- _Task prompt_: Copy out all of the records below, line for line, without changing anything.

- _Records supplied_:
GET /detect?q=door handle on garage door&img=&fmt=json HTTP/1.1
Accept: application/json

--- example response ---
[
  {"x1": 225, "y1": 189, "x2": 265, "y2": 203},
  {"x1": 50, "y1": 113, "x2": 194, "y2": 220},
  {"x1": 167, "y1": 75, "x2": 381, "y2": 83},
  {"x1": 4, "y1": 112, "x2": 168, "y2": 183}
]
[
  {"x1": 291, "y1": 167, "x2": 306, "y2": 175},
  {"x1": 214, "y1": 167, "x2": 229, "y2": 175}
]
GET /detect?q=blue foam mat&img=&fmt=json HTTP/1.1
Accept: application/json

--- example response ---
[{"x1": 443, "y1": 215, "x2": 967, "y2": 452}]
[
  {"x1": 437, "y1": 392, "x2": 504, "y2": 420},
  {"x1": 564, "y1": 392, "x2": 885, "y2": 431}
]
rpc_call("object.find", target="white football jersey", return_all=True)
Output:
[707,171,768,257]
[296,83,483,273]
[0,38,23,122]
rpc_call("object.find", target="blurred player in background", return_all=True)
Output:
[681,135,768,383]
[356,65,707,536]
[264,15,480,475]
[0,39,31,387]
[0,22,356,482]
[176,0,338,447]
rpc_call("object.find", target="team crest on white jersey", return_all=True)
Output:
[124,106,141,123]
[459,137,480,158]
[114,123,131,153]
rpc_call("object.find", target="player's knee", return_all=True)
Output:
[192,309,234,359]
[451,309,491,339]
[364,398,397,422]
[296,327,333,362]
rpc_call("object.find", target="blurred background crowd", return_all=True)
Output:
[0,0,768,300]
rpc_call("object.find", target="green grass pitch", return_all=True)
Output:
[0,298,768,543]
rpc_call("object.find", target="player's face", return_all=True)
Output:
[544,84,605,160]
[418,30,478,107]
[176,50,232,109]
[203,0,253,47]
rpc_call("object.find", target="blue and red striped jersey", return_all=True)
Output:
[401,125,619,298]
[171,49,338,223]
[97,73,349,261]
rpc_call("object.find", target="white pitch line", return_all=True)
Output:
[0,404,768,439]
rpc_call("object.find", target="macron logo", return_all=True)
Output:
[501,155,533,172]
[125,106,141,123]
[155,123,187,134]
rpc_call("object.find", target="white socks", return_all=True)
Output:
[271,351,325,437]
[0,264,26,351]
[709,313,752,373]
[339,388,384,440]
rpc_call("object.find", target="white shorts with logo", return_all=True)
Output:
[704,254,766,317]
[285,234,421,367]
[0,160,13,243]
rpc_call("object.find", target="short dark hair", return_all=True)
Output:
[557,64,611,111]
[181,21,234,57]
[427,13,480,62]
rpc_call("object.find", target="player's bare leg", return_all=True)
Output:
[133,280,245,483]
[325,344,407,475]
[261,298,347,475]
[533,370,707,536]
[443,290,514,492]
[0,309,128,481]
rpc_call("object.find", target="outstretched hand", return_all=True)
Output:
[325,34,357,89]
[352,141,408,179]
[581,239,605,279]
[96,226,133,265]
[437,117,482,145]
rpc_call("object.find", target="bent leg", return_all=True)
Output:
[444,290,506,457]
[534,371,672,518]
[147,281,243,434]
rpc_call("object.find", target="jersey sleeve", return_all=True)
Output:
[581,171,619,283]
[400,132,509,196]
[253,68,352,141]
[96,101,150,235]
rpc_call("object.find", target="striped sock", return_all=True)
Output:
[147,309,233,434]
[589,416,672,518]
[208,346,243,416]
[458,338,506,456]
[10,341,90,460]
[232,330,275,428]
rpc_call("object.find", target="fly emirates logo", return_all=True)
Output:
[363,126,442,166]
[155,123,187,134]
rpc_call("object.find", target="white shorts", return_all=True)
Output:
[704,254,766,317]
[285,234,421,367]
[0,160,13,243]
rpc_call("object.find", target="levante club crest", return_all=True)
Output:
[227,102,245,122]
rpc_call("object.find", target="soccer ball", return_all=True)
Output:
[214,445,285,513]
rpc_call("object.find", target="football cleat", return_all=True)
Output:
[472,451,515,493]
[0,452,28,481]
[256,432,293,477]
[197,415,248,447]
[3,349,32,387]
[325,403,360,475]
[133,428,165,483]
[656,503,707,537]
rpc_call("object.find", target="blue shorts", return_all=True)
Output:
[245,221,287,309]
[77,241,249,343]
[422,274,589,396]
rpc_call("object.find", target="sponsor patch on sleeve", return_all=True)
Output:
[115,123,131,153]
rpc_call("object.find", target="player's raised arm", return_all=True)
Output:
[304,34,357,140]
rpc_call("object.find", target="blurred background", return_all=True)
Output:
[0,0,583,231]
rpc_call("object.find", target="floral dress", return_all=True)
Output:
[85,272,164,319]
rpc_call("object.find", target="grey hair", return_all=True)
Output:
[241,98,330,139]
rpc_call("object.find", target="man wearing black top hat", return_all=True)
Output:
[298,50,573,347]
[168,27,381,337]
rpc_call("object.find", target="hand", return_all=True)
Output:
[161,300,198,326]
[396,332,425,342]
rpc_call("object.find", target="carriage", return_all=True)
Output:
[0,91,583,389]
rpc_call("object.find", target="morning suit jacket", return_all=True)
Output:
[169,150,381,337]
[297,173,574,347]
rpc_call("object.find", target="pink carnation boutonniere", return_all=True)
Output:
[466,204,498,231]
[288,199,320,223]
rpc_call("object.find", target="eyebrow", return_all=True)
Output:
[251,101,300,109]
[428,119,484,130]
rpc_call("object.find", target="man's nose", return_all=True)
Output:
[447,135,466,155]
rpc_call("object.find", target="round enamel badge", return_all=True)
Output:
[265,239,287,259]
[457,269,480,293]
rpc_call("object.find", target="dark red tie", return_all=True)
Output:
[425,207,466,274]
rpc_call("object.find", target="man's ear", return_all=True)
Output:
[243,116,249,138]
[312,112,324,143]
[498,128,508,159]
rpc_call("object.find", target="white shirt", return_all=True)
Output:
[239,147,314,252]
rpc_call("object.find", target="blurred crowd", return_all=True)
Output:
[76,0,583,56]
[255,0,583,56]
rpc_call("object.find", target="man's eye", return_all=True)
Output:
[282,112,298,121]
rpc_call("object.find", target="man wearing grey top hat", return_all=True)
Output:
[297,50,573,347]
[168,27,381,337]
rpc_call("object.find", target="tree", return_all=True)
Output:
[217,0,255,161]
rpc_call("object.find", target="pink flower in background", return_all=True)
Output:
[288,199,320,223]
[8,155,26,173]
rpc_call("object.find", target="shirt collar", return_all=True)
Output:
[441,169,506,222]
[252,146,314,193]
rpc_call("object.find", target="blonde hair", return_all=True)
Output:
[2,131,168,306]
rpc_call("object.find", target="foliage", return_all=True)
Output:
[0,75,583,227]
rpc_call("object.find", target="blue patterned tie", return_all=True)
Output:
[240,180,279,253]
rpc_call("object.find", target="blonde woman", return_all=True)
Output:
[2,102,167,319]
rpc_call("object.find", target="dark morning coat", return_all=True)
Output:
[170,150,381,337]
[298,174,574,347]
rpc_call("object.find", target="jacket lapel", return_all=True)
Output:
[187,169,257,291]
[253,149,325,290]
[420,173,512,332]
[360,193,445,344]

- _Exercise response_:
GET /detect?q=door handle on garage door&img=&fmt=json HTTP/1.1
Accept: application/json

--- example response ---
[
  {"x1": 225, "y1": 189, "x2": 265, "y2": 203},
  {"x1": 50, "y1": 113, "x2": 194, "y2": 220},
  {"x1": 167, "y1": 75, "x2": 381, "y2": 83},
  {"x1": 4, "y1": 112, "x2": 168, "y2": 183}
]
[
  {"x1": 291, "y1": 167, "x2": 306, "y2": 175},
  {"x1": 214, "y1": 167, "x2": 229, "y2": 175}
]
GET /detect?q=blue foam mat&img=&fmt=json HTTP/1.1
Accept: application/json

--- example response ---
[{"x1": 443, "y1": 215, "x2": 967, "y2": 452}]
[
  {"x1": 437, "y1": 392, "x2": 504, "y2": 420},
  {"x1": 564, "y1": 392, "x2": 885, "y2": 431}
]
rpc_call("object.find", target="white football jersey", return_all=True)
Output:
[707,171,768,257]
[296,83,483,273]
[0,38,23,122]
rpc_call("object.find", target="blurred player in background", return_all=True)
Output:
[681,135,768,383]
[356,65,707,536]
[264,15,480,475]
[0,39,31,387]
[0,22,356,482]
[176,0,338,447]
rpc_call("object.find", target="team crest on white jersey", return_all=True)
Output:
[124,106,141,123]
[459,137,480,158]
[114,123,131,153]
rpc_call("object.find", target="player's knee", return_all=True)
Output:
[192,309,234,359]
[451,309,491,339]
[364,398,397,422]
[296,327,333,362]
rpc_call("object.find", target="blurred background crowd", return_all=True)
Output:
[0,0,768,300]
rpc_call("object.find", target="green grass pitch", return_all=True)
Output:
[0,298,768,543]
rpc_call("object.find", target="player's face", return_all=True)
Output:
[544,84,605,160]
[418,30,478,107]
[176,50,232,109]
[203,0,253,47]
rpc_call("object.find", target="blue and red striped jersey", return_all=True)
Output:
[401,125,619,298]
[171,49,338,223]
[97,73,349,261]
rpc_call("object.find", target="white pitch line", return_all=True)
Output:
[0,404,768,439]
rpc_call("object.find", target="macron logo", return_all=True)
Output:
[501,155,533,172]
[125,106,141,123]
[155,123,187,134]
rpc_call("object.find", target="white socks", return_all=True)
Output:
[271,351,325,437]
[0,264,26,351]
[709,313,752,373]
[339,388,384,440]
rpc_call("object.find", target="white shorts with logo", return_all=True)
Output:
[704,254,766,317]
[285,234,421,367]
[0,160,13,243]
rpc_call("object.find", target="short dark hair", return_all=True)
Output:
[557,64,611,111]
[181,21,234,57]
[427,13,480,62]
rpc_call("object.find", target="player's bare leg", return_all=True)
Output:
[133,280,245,483]
[325,344,407,475]
[261,298,347,475]
[533,370,707,536]
[443,290,514,492]
[0,309,128,481]
rpc_call("object.find", target="outstretched hand", return_all=True)
Output:
[325,34,357,89]
[352,141,408,179]
[581,239,605,279]
[96,226,133,265]
[437,117,482,145]
rpc_call("object.find", target="bent leg", return_all=True)
Output:
[444,290,506,457]
[534,371,672,518]
[147,281,243,434]
rpc_call("object.find", target="jersey sleeve", return_all=True)
Output:
[581,171,619,283]
[400,132,509,196]
[253,68,352,141]
[96,101,150,235]
rpc_call("object.find", target="striped sock", return_all=True)
Output:
[147,309,233,434]
[589,416,672,518]
[208,346,243,416]
[458,338,506,456]
[10,341,90,460]
[232,330,275,428]
rpc_call("object.find", target="fly emirates logo", return_all=True)
Output:
[363,126,442,166]
[155,123,187,134]
rpc_call("object.find", target="white shorts", return_all=True)
Output:
[704,254,766,317]
[285,234,421,367]
[0,160,13,243]
rpc_call("object.find", target="levante club crest", return_all=True)
Output:
[227,102,245,122]
rpc_call("object.find", target="soccer ball", return_all=True)
Output:
[214,445,285,513]
rpc_call("object.find", target="football cleat", return_all=True)
Output:
[472,451,515,493]
[0,452,28,481]
[256,432,293,477]
[197,415,248,447]
[3,349,32,387]
[325,403,360,475]
[133,428,165,483]
[656,503,707,537]
rpc_call("object.find", target="blue shorts", return_all=True)
Output:
[245,221,287,309]
[77,241,249,343]
[422,274,589,396]
rpc_call("object.find", target="sponsor patch on sleeve", return_all=True)
Output:
[115,123,131,153]
rpc_call("object.find", target="player's raised arm", return_all=True)
Output:
[304,34,357,140]
rpc_call("object.find", target="blurred background", return_all=True)
Output:
[0,0,583,231]
rpc_call("object.find", target="floral dress", return_all=True)
Output:
[85,272,164,319]
rpc_call("object.find", target="grey hair", return_all=True)
Output:
[241,98,330,139]
rpc_call("object.find", target="man wearing black top hat", return_all=True)
Output:
[298,50,573,347]
[168,27,381,337]
rpc_call("object.find", target="hand", return_all=True)
Output:
[161,300,198,326]
[396,332,425,342]
rpc_call("object.find", target="carriage", return_all=True)
Output:
[0,91,583,389]
rpc_call("object.find", target="morning suit jacket", return_all=True)
Output:
[169,150,381,337]
[297,173,574,347]
rpc_call("object.find", target="pink carnation boutonniere", return_all=True)
Output:
[466,204,498,231]
[288,199,320,223]
rpc_call("object.find", target="eyebrow", return_all=True)
Output:
[251,101,300,109]
[428,119,484,130]
rpc_call("object.find", target="man's nose", return_all=True)
Output:
[447,135,466,155]
rpc_call("object.find", target="round enamel badge", return_all=True)
Output:
[265,239,287,259]
[457,269,480,293]
rpc_call("object.find", target="dark red tie", return_all=True)
Output:
[425,207,466,274]
rpc_call("object.find", target="man's ear", return_all=True)
Output:
[243,116,249,138]
[312,112,324,143]
[498,128,508,159]
rpc_call("object.find", target="white shirt", return_all=True)
Output:
[239,147,314,252]
rpc_call("object.find", target="blurred crowd", return_all=True)
Output:
[76,0,583,56]
[255,0,583,56]
rpc_call("object.find", target="man's eye", return_all=True)
Output:
[282,112,298,121]
rpc_call("object.find", target="man wearing grey top hat", return_all=True)
Output:
[297,50,573,347]
[168,27,381,337]
rpc_call("object.find", target="tree", return_all=True)
Output:
[217,0,255,161]
rpc_call("object.find", target="pink flower in background", return_all=True)
Output:
[288,199,320,223]
[8,155,26,173]
rpc_call("object.find", target="shirt collar", return_all=True)
Output:
[441,169,506,222]
[252,146,314,193]
rpc_call("object.find", target="blonde hair", return_all=True)
Output:
[2,131,168,306]
rpc_call("object.find", target="foliage", return_all=True)
Output:
[0,75,583,227]
rpc_call("object.find", target="blue patterned tie", return_all=True)
Output:
[240,180,279,253]
rpc_call("object.find", target="blonde woman", return_all=True)
Output:
[2,102,167,319]
rpc_call("object.find", target="dark morning coat", return_all=True)
Output:
[170,150,381,337]
[298,174,574,347]
rpc_call("object.find", target="jacket lapel", return_all=True)
Output:
[187,169,257,291]
[253,149,325,290]
[420,173,512,332]
[360,193,445,344]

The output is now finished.